### [WHAT IS BEING ASKED]
Print all of the data exactly, but drop the pictures.

┌──

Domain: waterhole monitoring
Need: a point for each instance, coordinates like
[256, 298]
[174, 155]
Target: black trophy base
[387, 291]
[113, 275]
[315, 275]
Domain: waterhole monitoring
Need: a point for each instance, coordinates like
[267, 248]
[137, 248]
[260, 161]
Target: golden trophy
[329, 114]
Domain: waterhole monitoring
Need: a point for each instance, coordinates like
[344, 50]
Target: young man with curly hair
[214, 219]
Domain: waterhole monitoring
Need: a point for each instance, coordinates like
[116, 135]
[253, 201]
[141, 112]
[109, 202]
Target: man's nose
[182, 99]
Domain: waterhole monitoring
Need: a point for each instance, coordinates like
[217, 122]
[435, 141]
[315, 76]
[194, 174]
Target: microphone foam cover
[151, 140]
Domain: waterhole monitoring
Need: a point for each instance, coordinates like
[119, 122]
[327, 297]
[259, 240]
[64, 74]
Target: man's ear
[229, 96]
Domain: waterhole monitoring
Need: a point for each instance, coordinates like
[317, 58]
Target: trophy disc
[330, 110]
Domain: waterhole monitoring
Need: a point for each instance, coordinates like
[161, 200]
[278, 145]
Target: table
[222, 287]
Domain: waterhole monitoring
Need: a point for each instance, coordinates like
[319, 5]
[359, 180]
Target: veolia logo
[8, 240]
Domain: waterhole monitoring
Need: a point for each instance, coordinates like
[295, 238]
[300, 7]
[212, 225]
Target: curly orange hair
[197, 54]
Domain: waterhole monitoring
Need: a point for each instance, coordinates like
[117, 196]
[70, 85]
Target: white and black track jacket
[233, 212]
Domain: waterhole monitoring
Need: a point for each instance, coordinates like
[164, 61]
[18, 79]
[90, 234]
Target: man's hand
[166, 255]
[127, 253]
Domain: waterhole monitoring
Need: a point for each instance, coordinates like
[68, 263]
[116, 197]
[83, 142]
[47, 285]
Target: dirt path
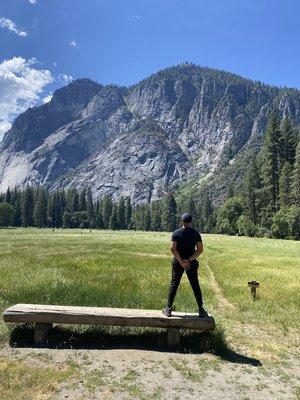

└──

### [SOLUTION BELOW]
Domain: waterhole monitoring
Need: a point for each instance, coordinates like
[256, 298]
[174, 155]
Target: black trophy base
[387, 291]
[113, 275]
[315, 275]
Domain: waterhole monitoring
Need: a point for each instance, coordinates like
[267, 248]
[137, 248]
[260, 161]
Target: golden trophy
[329, 114]
Domain: waterhole monitoring
Need: a point for each instance, coordinates like
[344, 50]
Target: young man with curly hair
[214, 219]
Domain: waterhole monitoring
Need: a point for each instance, coordinates like
[116, 135]
[253, 201]
[141, 112]
[109, 202]
Target: man's nose
[182, 99]
Domain: waterhole monitoring
Need: a point for each instance, coordinates like
[217, 122]
[435, 141]
[315, 76]
[194, 174]
Target: microphone foam cover
[151, 140]
Domain: waterhole monitoring
Need: a point for each instance, coordinates like
[119, 122]
[327, 297]
[259, 240]
[64, 74]
Target: man's ear
[229, 96]
Domain: waterhole monitoring
Need: a point for each instance, coordinates like
[317, 58]
Target: trophy disc
[330, 110]
Domain: waterhole monitoring
Need: a point for each instance, coordinates like
[161, 200]
[278, 145]
Target: table
[222, 287]
Domain: waterhole monitoring
Need: a point for each instance, coordinates like
[319, 5]
[359, 180]
Target: veolia logo
[8, 240]
Domain: waterhole monitoring
Need: a point for each instance, coordinates like
[295, 238]
[300, 7]
[212, 225]
Target: curly orange hair
[197, 54]
Domain: waterhole monitoring
Need: a point for each instance, coordinates like
[117, 196]
[70, 85]
Target: white and black track jacket
[233, 212]
Domain: waterhole monitoring
Need: a point for each instance, coordinates like
[164, 61]
[18, 79]
[90, 234]
Target: man's hand
[166, 255]
[127, 253]
Domain: waterhole monitoring
Need: a point for each instance, coordinates like
[68, 263]
[116, 197]
[83, 142]
[47, 285]
Target: dirt path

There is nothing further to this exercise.